Playwrights have always demonstrated an incredible adaptability, able to nimbly adjust to new circumstances and media. This was never in greater evidence than during the coronavirus pandemic, when—with venues shuttered and stages darkened—writers and performers across the world scrambled to sustain the art of theater via remote video. Even today, it is clear that the experiences of 2020–21 have dramatically altered the landscape of theatermaking, as artists continually refine and deploy the lessons learned during a period of seat-of-the-pants experimentation.
This groundbreaking anthology brings together new works from both emerging and established playwrights to explore the rich opportunities afforded by streaming theater. They reveal a range of styles and approaches to storytelling; encompass both traditional and experimental plays, from solo pieces to large-cast dramas; and take place within single settings, multiple settings, or even in a utopian “nowhere.” Throughout, these selections all help to bring playwriting fully into our new era, embodying the sense of magic that comes from simple moments of human connection, even when we cannot be together.

Raw data ::
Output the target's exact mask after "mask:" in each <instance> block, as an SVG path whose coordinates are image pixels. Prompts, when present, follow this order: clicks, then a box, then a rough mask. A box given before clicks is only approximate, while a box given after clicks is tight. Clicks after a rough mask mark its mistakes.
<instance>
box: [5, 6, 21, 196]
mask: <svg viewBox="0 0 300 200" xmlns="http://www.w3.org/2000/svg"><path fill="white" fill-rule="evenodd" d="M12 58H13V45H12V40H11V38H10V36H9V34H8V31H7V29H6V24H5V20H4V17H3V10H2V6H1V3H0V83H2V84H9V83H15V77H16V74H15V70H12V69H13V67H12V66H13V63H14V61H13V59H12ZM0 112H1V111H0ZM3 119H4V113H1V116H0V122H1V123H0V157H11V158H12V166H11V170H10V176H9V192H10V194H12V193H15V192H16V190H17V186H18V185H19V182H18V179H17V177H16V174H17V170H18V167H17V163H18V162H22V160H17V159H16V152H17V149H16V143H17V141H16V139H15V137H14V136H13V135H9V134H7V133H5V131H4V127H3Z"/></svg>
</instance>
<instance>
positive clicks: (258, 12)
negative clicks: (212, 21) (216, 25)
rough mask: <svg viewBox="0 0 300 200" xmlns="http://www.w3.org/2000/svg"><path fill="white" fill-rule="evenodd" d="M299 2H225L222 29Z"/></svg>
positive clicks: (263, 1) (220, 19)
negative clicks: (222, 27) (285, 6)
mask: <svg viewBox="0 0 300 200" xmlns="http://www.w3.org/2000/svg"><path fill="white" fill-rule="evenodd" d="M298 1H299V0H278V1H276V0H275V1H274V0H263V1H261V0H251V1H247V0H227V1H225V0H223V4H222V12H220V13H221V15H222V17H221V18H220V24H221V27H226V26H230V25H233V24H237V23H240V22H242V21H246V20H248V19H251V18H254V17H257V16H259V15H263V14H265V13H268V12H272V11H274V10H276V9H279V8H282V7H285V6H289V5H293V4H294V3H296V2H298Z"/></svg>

To do ::
**1.** Answer these questions using the passage on the streaming-theater anthology.
(a) During which years did the experiences that altered theatermaking take place?
(b) Through what means did writers and performers keep theater going while venues were shuttered?
(c) What two kinds of playwrights contributed the new works in the anthology?
**2.** Carry on the passage on the streaming-theater anthology from the point where it stops.
The data has nothing to do with the passage on the streaming-theater anthology.

Answers per task ::
**1.**
(a) 2020–21
(b) Remote video
(c) Emerging and established playwrights

**2.**
Includes plays by the following:
J. Merrill Motz
Sharece M. Sellem
Brendan Powers and Rachel Burttram
Jenny Lyn Bader
Ivam Cabral and Rodolfo García Vázquez
Trey Tatum with Jordan Trovillion
Eric Eidson and Lauren Lynch-Eidson
John Patrick Bray is a playwright, screenwriter, and teacher at the University of Georgia. He has been a semifinalist for both The O’Neill National Playwrights Conference and Princess Grace Foundation Playwriting Award and is a past winner of the Appalachian Festival of Plays and Playwrights. His plays have been presented all over the world—and online! Bray has a doctorate in Theatre from Louisiana State University and an MFA in Playwriting from The Actors Studio Drama School at The New School.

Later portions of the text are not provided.